- What this task involves: Quote the text of every item below word for word, and leave the pictures out.

- Exercise inputs:
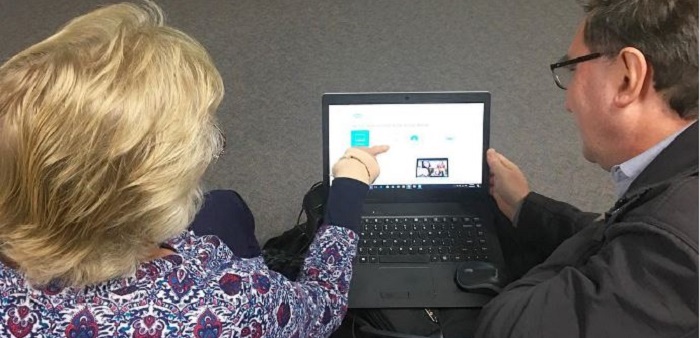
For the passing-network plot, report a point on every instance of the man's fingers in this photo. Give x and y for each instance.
(497, 161)
(376, 150)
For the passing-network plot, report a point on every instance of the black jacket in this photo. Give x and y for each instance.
(630, 273)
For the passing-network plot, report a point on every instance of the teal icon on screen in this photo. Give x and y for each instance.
(359, 138)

- Answer for this exercise:
For the passing-network plot, report a point on every instance of the man's fingers in this photo. Give x and y for each instance.
(497, 161)
(376, 150)
For the passing-network plot, report a point on every instance of the black jacket in this photo. Give x and y for each instance.
(630, 273)
For the passing-network plot, report a point on every instance of the teal icon on screen in this photo. Give x and y for each instance.
(359, 138)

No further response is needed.